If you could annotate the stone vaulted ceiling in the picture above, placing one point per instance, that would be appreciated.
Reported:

--

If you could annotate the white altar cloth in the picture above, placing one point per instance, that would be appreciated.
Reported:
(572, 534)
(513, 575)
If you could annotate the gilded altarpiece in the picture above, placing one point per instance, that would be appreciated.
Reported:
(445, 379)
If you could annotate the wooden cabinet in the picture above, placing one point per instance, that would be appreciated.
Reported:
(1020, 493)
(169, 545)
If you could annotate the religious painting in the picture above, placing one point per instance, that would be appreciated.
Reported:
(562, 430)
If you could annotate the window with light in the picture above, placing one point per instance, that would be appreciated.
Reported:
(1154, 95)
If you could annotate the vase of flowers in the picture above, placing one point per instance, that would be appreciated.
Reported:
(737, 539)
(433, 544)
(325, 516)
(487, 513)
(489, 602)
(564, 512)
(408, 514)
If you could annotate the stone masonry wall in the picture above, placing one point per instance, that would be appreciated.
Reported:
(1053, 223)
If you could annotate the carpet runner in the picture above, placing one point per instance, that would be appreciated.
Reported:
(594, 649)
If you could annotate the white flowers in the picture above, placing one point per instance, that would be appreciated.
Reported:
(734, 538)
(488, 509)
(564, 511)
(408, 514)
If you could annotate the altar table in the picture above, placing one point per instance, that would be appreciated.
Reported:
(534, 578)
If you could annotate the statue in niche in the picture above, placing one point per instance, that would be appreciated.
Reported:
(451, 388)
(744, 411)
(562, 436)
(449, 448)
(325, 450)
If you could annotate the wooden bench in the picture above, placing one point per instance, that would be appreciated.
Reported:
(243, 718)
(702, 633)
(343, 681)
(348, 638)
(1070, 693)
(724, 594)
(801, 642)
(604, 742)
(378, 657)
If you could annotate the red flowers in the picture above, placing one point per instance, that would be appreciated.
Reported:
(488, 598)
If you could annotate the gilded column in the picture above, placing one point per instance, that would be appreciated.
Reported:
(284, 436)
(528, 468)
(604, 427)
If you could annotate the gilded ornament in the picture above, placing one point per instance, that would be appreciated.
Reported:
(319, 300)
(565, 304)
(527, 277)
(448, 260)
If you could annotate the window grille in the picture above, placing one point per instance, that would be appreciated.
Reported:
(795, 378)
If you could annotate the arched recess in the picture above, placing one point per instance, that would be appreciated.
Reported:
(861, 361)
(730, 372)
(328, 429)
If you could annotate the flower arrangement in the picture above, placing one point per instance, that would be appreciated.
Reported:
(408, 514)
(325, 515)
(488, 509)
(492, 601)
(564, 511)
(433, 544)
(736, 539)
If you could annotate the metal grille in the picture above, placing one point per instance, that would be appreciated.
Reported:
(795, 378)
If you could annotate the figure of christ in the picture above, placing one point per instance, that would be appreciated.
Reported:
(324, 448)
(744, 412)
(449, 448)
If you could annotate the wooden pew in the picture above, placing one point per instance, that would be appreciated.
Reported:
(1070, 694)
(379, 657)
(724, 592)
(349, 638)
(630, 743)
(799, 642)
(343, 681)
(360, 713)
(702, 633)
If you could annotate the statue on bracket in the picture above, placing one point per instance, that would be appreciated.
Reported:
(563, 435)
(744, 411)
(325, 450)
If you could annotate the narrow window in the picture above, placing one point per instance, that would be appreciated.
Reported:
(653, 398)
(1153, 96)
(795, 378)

#### Aim
How many lines in the listing above contain the word "window"? Reply with the number alone.

#### Output for this task
3